* **Task requirements**
**A)** Reproduce the wych elm text word for word, from "At the same" to "like fine sandpaper.".
**B)** Carry on the wych elm text from the point where it stops.

* **Page extract**

·····

Wych elm once covered large parts of Northern Ireland. Following the last ice age, as woodland became the dominant form of vegetation, wych elm stood out as one of the success stories.
For a few thousand years it flourished, but then succumbed to what is thought to have been a disease very similar, if not, Dutch elm disease. About 5,500 years ago, the population of wych elm – the only native elm here – was drastically reduced.
At the same time, humans, with their rapidly developing tools, were clearing larger and larger areas of woodland for farming. The death of so many elms must have helped them.
Wych elm leaves are alternate, oval to elliptic and have a long pointed tip. The base of the blade is unequal.
The dark green leaves have toothed edges and hairs on both sides. The upper surface of the leaves feels like fine sandpaper.
In autumn they change from dark green to yellow. If they change to yellow in mid-summer, the cause might be Dutch elm disease.
Flowers are purplish and are held in bunches.
They appear in early spring before the shoot to aid pollination by the wind.

·····

* **The data**
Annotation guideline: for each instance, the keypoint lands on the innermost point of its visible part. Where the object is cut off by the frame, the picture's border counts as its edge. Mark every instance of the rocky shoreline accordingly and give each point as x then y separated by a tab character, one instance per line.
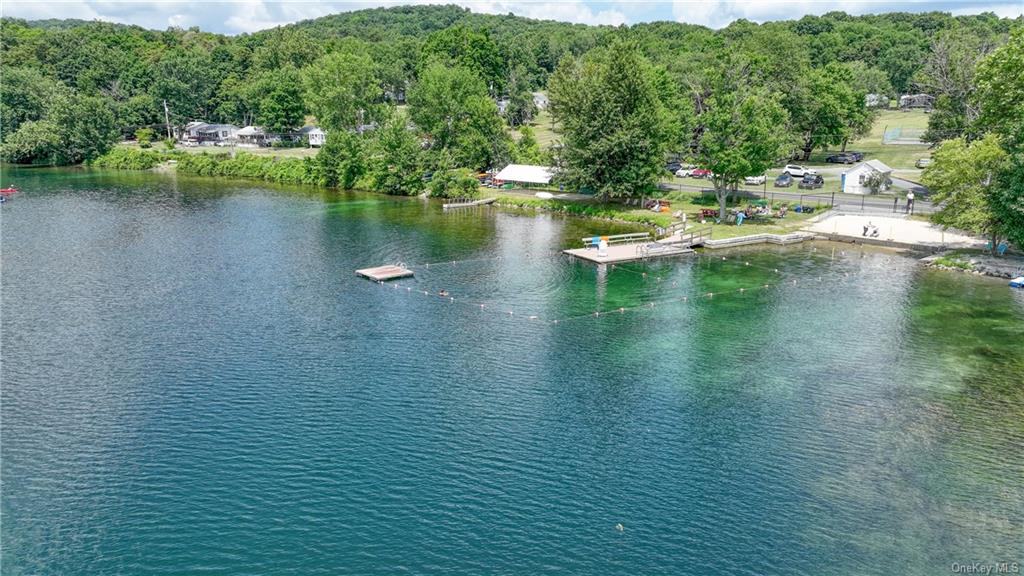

·····

* **Responses in order**
**A)**
At the same time, humans, with their rapidly developing tools, were clearing larger and larger areas of woodland for farming. The death of so many elms must have helped them.
Wych elm leaves are alternate, oval to elliptic and have a long pointed tip. The base of the blade is unequal.
The dark green leaves have toothed edges and hairs on both sides. The upper surface of the leaves feels like fine sandpaper.

**B)**
The fruits are small and winged, about 1cm across with a single seed in the centre.
At first they are green but when they are ripe – in late May or early June – they are brown.
By reproducing from seed, it is said that wych elm can develop a resistance (not immunity!) to Dutch elm disease.
The bark varies from grey to dark brown with long, vertical creases.
The elm bark beetle (Scolytus multistriatus) tunnels under the bark of elm trees carrying with it a fungus – Ophiostoma novo-ulmi, which invades the tree. It blocks the flow of life-giving sap, eventually killing the tree. This is ‘Dutch elm disease’.
Wych elm is a long-lived tree if it can elude Dutch elm disease.
It grows on rich and moist soil, preferring a cool summer with damp air – perfect for Northern Ireland.